WORK ITEM:
Set down exactly the entries below, beginning at their first line and ending at the line with "# indicate a dot on each instance of the stepped".

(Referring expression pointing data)

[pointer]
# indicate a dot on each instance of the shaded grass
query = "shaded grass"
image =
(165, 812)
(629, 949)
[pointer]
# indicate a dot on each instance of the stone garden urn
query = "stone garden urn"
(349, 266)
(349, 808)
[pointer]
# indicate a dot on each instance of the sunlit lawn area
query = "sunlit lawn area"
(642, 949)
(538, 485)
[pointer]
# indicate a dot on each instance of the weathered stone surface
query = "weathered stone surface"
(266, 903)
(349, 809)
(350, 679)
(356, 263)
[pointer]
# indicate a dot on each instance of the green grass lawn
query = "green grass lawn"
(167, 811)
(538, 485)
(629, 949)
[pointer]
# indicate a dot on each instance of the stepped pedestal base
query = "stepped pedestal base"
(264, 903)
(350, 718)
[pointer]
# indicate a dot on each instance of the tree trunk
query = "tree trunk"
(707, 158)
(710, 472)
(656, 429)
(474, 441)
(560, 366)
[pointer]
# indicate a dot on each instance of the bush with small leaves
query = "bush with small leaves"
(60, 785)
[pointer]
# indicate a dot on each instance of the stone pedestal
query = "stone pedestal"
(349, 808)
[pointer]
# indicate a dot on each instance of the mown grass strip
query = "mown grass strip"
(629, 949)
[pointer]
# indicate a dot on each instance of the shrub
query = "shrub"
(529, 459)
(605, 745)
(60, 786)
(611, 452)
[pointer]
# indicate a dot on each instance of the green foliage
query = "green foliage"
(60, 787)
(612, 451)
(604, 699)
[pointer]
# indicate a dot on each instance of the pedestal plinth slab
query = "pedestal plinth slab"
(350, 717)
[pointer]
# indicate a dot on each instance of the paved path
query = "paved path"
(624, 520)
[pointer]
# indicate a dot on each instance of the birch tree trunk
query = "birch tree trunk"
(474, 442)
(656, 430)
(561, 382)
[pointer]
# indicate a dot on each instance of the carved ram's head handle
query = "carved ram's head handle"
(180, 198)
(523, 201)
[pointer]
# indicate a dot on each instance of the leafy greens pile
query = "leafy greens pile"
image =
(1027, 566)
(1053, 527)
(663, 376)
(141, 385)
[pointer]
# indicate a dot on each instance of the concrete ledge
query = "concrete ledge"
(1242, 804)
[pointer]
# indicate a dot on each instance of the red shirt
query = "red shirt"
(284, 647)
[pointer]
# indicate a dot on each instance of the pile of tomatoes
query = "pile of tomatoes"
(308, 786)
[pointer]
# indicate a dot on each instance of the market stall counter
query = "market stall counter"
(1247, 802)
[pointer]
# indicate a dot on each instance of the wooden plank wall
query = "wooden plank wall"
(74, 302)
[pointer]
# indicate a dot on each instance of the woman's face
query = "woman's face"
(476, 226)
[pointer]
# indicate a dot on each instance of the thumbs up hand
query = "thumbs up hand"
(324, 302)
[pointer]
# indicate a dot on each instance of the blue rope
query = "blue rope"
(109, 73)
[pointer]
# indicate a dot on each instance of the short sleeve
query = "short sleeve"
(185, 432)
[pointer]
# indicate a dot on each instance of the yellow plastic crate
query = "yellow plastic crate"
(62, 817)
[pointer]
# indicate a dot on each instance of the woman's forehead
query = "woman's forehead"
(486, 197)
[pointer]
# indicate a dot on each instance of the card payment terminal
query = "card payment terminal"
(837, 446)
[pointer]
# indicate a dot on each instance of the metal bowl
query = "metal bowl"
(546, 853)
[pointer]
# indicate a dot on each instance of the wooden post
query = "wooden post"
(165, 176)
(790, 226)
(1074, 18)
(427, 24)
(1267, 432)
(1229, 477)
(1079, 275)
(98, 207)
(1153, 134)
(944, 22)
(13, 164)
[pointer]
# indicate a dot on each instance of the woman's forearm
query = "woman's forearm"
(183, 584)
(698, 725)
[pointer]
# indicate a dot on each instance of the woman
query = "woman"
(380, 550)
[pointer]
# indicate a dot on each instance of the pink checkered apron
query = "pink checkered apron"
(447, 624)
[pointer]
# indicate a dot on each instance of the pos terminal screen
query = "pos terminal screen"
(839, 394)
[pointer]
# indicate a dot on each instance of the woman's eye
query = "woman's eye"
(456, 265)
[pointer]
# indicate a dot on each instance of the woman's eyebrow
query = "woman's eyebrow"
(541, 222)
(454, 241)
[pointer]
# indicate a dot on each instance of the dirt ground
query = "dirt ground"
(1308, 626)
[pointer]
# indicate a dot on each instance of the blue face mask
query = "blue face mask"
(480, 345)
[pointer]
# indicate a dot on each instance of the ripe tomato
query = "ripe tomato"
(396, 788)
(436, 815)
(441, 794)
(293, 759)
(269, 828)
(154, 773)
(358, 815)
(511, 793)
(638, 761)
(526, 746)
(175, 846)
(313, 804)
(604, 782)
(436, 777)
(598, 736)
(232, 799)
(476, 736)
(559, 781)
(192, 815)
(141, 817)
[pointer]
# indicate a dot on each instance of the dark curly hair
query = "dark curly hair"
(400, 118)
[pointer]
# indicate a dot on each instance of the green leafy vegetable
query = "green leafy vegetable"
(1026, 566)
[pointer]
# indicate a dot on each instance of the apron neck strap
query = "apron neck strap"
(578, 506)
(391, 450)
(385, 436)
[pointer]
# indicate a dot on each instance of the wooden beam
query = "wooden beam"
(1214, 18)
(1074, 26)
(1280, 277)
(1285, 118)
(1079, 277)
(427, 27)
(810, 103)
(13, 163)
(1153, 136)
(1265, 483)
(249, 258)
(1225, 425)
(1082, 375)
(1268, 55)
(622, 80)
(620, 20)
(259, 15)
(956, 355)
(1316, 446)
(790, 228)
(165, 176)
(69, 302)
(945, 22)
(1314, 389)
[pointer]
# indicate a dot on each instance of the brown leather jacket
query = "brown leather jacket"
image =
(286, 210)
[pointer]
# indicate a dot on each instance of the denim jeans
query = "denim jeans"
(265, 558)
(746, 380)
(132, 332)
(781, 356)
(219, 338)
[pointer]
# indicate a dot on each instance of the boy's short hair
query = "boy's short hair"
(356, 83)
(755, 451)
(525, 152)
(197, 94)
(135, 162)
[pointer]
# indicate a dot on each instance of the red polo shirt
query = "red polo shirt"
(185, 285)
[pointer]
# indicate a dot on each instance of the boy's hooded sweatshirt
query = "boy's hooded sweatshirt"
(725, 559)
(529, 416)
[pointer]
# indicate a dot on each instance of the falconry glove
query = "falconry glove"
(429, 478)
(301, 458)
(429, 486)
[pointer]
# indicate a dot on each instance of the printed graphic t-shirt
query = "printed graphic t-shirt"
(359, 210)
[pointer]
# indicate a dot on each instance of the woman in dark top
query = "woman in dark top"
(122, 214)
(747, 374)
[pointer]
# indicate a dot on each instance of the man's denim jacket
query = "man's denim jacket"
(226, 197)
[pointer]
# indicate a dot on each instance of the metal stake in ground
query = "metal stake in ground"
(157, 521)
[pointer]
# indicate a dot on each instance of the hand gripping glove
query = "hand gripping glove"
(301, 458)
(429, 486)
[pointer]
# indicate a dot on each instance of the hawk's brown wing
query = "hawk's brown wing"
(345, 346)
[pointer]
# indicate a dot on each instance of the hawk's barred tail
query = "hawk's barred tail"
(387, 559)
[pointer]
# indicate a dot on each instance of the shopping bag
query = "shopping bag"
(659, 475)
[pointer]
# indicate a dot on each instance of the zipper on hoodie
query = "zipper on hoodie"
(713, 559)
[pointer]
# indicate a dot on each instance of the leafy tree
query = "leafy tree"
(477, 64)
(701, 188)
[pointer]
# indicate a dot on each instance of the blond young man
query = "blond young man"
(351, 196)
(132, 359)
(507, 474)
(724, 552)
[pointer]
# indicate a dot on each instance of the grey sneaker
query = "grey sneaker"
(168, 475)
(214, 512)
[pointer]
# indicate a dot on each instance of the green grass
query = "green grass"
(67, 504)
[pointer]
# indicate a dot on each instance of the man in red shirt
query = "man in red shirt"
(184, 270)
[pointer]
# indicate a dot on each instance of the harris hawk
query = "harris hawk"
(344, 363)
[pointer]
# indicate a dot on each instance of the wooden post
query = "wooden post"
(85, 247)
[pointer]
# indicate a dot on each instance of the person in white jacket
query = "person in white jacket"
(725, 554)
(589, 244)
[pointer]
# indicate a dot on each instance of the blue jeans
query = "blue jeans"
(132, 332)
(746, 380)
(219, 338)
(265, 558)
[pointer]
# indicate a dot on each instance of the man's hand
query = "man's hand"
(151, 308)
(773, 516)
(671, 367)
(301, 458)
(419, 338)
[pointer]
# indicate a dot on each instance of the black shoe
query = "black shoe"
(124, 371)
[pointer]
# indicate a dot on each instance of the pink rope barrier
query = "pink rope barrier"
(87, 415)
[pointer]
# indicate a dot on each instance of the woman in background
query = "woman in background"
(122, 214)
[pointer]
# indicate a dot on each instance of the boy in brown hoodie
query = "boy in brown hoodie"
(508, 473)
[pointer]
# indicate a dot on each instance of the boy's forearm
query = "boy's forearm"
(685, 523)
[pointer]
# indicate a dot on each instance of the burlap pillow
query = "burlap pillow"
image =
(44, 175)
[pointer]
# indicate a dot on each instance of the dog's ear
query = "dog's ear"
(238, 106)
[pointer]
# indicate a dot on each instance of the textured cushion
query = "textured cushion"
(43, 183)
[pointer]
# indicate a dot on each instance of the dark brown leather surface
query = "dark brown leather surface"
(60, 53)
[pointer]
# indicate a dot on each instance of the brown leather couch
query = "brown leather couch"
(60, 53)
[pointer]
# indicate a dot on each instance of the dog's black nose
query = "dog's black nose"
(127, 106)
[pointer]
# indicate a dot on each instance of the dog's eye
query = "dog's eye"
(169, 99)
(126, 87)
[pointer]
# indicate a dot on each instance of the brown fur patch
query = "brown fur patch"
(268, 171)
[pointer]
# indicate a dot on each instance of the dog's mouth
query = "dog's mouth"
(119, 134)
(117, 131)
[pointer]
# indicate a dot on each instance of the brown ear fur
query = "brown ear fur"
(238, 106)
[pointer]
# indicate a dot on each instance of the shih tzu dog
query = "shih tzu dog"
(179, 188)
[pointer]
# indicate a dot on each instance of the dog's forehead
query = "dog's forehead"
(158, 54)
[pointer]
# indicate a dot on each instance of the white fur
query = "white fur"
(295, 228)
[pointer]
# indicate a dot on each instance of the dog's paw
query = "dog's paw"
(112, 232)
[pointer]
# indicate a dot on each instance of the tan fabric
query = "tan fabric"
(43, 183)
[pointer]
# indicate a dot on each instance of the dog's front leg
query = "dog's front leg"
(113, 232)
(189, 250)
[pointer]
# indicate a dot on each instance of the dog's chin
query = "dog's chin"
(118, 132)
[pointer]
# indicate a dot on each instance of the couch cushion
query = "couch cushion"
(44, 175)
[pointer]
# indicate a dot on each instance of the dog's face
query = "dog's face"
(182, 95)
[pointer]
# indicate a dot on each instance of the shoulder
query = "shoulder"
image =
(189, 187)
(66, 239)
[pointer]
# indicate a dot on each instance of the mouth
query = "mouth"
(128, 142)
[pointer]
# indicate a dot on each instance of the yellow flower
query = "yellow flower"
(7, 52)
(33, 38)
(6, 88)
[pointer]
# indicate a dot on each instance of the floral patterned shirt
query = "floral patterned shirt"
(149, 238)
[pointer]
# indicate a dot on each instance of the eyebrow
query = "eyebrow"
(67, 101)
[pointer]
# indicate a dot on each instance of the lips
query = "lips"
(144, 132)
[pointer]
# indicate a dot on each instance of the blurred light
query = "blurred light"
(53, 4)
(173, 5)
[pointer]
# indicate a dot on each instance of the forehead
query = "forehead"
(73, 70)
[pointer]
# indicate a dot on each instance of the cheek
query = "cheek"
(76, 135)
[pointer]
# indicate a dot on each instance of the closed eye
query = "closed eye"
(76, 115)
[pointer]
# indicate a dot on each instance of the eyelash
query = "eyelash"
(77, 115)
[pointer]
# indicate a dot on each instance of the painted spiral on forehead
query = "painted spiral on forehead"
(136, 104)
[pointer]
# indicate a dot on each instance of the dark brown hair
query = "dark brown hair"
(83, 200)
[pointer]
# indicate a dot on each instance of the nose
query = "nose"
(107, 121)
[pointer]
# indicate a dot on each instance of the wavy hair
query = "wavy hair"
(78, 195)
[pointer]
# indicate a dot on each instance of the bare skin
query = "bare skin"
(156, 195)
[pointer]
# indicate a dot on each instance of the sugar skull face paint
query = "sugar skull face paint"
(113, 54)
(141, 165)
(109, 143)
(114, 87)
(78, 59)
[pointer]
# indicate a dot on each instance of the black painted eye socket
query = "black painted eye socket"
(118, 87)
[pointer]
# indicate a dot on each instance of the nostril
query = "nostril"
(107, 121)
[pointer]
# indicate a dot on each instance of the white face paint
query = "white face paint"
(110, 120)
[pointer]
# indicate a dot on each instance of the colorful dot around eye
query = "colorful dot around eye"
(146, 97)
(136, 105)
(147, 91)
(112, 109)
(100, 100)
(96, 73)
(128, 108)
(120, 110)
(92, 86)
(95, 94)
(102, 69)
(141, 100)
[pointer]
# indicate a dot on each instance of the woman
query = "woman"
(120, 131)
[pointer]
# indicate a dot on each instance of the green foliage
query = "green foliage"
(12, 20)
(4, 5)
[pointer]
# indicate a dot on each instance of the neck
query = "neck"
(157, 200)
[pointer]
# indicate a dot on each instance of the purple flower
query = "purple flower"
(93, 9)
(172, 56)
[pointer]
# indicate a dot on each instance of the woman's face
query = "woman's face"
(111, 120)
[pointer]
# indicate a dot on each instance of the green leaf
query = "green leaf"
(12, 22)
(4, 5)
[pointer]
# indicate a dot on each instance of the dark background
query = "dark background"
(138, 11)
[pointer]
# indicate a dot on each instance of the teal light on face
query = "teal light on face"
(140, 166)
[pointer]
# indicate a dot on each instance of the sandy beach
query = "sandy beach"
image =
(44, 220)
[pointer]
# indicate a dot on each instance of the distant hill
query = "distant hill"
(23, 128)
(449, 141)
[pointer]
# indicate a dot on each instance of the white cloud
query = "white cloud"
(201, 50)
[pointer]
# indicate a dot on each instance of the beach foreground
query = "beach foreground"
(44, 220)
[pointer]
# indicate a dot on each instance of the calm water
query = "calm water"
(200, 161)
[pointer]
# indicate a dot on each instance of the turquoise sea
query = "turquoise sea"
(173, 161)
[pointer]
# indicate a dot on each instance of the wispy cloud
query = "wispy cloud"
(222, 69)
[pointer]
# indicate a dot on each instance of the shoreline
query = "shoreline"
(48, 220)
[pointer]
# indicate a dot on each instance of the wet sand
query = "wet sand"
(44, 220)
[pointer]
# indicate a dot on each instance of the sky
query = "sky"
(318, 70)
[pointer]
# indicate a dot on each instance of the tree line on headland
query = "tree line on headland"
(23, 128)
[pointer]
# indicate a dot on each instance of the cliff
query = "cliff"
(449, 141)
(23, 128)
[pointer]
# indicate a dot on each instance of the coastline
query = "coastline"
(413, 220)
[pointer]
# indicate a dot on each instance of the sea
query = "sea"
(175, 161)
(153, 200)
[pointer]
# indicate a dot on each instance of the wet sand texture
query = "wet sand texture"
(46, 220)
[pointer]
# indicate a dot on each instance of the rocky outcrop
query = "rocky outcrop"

TASK RESPONSE:
[pointer]
# indicate a dot on each instance of the shaded grass
query = "shaded grass"
image =
(165, 812)
(629, 949)
[pointer]
# indicate a dot on each instance of the stone garden urn
query = "stone garden urn"
(349, 266)
(349, 808)
[pointer]
# indicate a dot on each instance of the sunlit lawn area
query = "sunlit lawn area"
(642, 949)
(538, 485)
[pointer]
# indicate a dot on each instance of the weathered stone surface
query = "weathered stone surface"
(266, 903)
(349, 809)
(350, 679)
(356, 263)
[pointer]
# indicate a dot on each instance of the green grass lawn
query = "green grass lawn"
(167, 811)
(538, 485)
(629, 949)
[pointer]
# indicate a dot on each instance of the stepped pedestal base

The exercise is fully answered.